[Stated goal]:
Copy out the part of the listing below that begins with the line containing "woman's arm -> masks, every instance" and runs to the end of the listing, both ends included, with every character unchanged.

◆ ◆ ◆ ◆

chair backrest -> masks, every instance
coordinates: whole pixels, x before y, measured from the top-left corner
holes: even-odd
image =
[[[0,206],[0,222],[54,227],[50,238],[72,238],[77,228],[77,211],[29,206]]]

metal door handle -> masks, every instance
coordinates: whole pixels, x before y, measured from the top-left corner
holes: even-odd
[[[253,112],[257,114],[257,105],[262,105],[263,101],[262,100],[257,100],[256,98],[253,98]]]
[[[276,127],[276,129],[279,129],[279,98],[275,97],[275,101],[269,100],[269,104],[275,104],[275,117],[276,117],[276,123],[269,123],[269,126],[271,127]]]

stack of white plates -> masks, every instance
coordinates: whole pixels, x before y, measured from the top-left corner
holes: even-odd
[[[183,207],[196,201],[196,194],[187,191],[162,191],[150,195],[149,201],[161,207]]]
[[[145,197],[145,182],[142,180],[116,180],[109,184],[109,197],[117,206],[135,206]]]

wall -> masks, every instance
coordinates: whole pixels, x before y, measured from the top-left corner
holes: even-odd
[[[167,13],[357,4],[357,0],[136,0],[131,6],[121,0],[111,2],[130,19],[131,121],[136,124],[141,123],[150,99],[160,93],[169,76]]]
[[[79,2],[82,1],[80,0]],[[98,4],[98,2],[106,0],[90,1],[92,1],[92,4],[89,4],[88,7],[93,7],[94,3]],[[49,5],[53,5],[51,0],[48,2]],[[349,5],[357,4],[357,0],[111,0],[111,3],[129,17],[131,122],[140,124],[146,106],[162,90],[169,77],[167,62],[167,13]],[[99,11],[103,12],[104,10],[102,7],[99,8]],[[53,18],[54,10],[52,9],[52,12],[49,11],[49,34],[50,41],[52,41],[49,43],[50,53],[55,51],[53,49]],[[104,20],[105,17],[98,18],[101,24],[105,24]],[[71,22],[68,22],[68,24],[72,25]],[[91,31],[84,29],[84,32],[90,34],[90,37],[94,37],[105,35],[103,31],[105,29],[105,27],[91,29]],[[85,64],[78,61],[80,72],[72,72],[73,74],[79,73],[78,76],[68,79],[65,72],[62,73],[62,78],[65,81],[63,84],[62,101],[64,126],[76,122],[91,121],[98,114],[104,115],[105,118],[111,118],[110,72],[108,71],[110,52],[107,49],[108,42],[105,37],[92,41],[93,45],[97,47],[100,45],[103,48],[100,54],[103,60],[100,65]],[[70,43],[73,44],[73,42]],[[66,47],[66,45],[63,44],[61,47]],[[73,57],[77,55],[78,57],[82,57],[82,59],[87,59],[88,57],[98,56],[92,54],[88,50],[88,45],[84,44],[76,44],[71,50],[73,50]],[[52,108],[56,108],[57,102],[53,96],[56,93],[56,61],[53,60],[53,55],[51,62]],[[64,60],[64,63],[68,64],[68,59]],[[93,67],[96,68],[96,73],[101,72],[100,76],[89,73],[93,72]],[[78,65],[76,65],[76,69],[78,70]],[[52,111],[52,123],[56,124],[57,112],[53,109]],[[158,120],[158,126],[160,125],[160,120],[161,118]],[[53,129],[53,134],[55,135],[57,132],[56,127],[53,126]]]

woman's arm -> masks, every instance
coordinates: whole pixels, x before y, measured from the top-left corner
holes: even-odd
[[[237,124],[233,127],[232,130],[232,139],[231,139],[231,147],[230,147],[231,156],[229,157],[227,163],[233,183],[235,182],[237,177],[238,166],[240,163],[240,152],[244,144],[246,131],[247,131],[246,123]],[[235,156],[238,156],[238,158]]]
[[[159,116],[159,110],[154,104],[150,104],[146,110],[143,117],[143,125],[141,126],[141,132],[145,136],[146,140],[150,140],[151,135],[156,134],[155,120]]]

◆ ◆ ◆ ◆

[Solution]:
woman's arm -> masks, every instance
coordinates: whole pixels, x before y, measured from the top-left corner
holes: even-odd
[[[237,124],[233,127],[232,130],[232,139],[231,139],[231,147],[230,147],[231,156],[229,157],[227,163],[233,183],[235,182],[237,177],[238,166],[240,163],[240,152],[244,144],[246,131],[247,131],[246,123]],[[235,156],[238,156],[238,158]]]
[[[159,116],[159,110],[154,104],[150,104],[146,110],[143,117],[143,125],[141,126],[141,132],[145,136],[146,140],[150,140],[151,135],[156,134],[155,120]]]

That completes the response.